_TEXTAUSSCHNITT_:
»»

# dsl server lahmt



## vsitor (28. September 2002)

hi.
ich habe zwei pcs mit der internetverbindungsfreigabe an dsl angeschlossen.
der client-pc hat eine netzwerkkarte die mit einer festen IP an den server angeschlossen ist.
der server pc hat 2 netzwerkkarten, eine mit fester ip für das lokale netz (zum clienten hin) und eine mit dynamischer ip zum dsl.
bei dem clienten geht alles ratzfatz !
beim server dauert es immer bis er eine anfrage sendet.
wenn er ein signal bekommt dann ist er auch so schnell wie der client (ca80-90 kb/sec) aber es dauert halt bis er ein signal bekommt .

folgende protokolle hat der client-pc wobei eckige klammern [blabla]
als kommentar gelten:

client für microsoft netzwerke
national semiconductor [netzwerkkarte]
tcp/ip



folgende protokolle hat der server-pc wobei eckige klammern [blabla]
als kommentar gelten:

client für microsoft netzwerke
alied telesyn [netzwerkkarte zum client-pc/LAN]
dfü adapter
internetverbindungsfreigabe
level one 10/100 [netzwerkkarte zum dsl]
t-dsl adapter (t-online)
internetverbindungsfreigabe -> alied telesyn [netzwerkkarte LAN]
internetverbindungsfreigabe -> DFÜ adapter
internetverbindungsfreigabe -> level one [dsl netzwerkkarte]
NDISWAN -> T-DSL Adapter
TCP/IP (Heim) -> Alied Telesyn [netzwerkkarte LAN]
TCP/IP -> Internetverbindungsfreigabe
TCP/IP -> Level One [dsl netzwerkkarte]
T-DSL Protocol (T-Online) -> DFÜ Adapter
T-DSL Protocol (T-Online) -> Internetverbindungsfreigabe
T-DSL Protocol (T-Online) -> Level One [DSL-Netzwerkkarte]

wäre sehr nett wenn einer von euch weiss warum ich mit dem server nicht so toll surfen kann weil der dauernd kein signal bekommt.

danke


----------



## DeMuX (8. November 2002)

es gibt einen alternative pppoe treiber, saug dir den mal,
weiß leider grad nicht wie der heißt....

««

_PFLICHTAUFGABEN_:
• A. Gib den Forenthread zum lahmen DSL-Server von „internetverbindungsfreigabe -> alied“ bis einschließlich „kein signal bekommt.“ noch einmal wieder und tausche dabei „NDISWAN“ gegen „PPPoE“ aus.
• B. Wie schnell ist laut dem Forenthread zum lahmen DSL-Server der Server, sobald er ein Signal bekommt?
• C. Schreib den Forenthread zum lahmen DSL-Server nach seinem letzten Satz weiter.
Die Zeilen weiter unten haben damit nichts zu tun.

_DATENAUSZUG_:
»»

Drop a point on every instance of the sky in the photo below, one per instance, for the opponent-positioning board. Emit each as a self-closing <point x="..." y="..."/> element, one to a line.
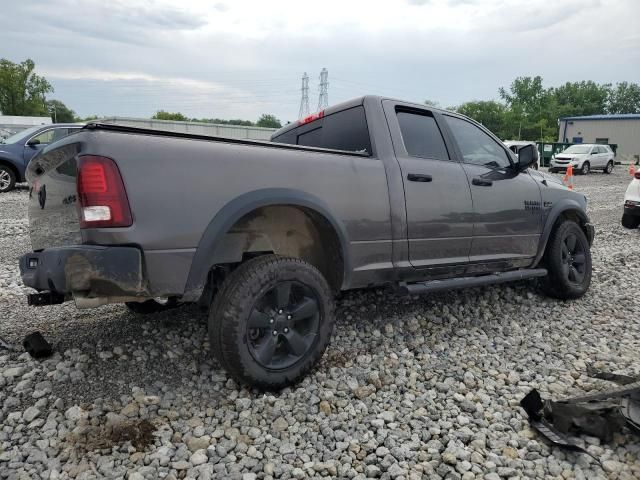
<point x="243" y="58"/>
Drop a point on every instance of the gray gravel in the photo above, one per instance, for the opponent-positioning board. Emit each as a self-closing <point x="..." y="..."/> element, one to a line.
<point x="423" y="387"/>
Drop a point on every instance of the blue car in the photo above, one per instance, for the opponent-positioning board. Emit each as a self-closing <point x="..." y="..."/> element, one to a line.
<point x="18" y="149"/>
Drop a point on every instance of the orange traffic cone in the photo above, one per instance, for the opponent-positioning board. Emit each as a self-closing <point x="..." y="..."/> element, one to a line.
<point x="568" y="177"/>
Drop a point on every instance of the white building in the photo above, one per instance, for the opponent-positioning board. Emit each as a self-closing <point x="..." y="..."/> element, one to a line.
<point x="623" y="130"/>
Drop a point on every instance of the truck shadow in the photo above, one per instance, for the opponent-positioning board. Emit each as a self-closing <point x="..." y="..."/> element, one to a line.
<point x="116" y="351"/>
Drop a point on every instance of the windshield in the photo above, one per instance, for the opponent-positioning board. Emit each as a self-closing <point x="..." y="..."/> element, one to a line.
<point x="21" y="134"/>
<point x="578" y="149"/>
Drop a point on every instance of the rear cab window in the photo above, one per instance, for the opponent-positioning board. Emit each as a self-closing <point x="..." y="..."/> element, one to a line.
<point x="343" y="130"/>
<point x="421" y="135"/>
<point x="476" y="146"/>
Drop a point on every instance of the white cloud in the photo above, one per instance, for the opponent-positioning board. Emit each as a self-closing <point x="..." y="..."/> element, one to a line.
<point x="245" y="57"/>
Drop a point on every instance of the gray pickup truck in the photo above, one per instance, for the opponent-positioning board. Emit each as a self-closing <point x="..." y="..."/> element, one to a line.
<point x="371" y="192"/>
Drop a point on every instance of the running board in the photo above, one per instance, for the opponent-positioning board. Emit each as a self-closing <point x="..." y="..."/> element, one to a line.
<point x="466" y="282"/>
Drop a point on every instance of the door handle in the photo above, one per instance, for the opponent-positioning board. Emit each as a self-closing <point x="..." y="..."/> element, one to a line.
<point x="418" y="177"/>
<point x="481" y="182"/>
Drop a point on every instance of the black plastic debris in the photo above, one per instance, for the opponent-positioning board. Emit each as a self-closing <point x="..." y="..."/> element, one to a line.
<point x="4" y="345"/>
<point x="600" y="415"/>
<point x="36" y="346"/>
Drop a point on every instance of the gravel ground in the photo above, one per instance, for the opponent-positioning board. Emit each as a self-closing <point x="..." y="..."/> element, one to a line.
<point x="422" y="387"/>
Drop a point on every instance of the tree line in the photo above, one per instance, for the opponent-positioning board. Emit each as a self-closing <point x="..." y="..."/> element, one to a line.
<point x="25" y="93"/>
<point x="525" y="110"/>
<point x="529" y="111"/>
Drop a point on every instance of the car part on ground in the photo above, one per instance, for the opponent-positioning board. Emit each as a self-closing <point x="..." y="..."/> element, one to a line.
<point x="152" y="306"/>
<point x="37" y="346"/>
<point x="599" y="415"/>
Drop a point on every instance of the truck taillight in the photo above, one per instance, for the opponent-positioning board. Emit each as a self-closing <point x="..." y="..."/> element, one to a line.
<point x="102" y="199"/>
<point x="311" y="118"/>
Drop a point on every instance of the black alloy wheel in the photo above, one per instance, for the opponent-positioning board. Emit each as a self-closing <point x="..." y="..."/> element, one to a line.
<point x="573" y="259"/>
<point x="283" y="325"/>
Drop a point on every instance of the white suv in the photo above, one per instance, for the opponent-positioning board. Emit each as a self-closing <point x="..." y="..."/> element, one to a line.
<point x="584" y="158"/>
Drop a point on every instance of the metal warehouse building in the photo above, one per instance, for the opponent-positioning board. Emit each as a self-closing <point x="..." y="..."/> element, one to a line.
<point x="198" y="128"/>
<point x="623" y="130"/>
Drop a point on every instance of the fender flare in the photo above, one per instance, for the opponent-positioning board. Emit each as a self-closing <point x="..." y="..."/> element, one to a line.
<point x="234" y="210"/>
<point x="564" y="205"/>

««

_ENDGÜLTIGE ANTWORTEN_:
• A.
internetverbindungsfreigabe -> alied telesyn [netzwerkkarte LAN]
internetverbindungsfreigabe -> DFÜ adapter
internetverbindungsfreigabe -> level one [dsl netzwerkkarte]
PPPoE -> T-DSL Adapter
TCP/IP (Heim) -> Alied Telesyn [netzwerkkarte LAN]
TCP/IP -> Internetverbindungsfreigabe
TCP/IP -> Level One [dsl netzwerkkarte]
T-DSL Protocol (T-Online) -> DFÜ Adapter
T-DSL Protocol (T-Online) -> Internetverbindungsfreigabe
T-DSL Protocol (T-Online) -> Level One [DSL-Netzwerkkarte]

wäre sehr nett wenn einer von euch weiss warum ich mit dem server nicht so toll surfen kann weil der dauernd kein signal bekommt.

• B. So schnell wie der Client, etwa 80–90 kb/sec.

• C.
----------



## vsitor (8. November 2002)

*RASPPOE*

von schlabbach, ich weiss.
aber das hat damit nichts zu tun, denn komischerweise
bekomme ich am client pc ja einen guten ping !
aber beim server pc der die internetverbindungsfreigabe
zur verfügung stellt bekommt meist kein signal.
wenn er eines bekommt läufts gut für ein paar minuten, wenn ich dann nichts mache, oder länger als eine minute seiten aufrufe, dauert
es halt wieder als wenn er erstma WACHWERDEN muss :-(

ich habe das schon verbessert, indem ich einige bindungen gelöscht habe.
aber so ganz das ware ist es nicht.
welche protokolle / bindungen kann ich denn löschen ?

gruß


----------



## DeMuX (9. November 2002)

Also das schaut soweit ganz gut aus bei deinen Verbindungen. Aber leider kenn ich mich mit der Internetfreigabe nicht aus.
Evtl kann ich dir am Montag weiterhelfen...


----------



## nubmorane (3. April 2003)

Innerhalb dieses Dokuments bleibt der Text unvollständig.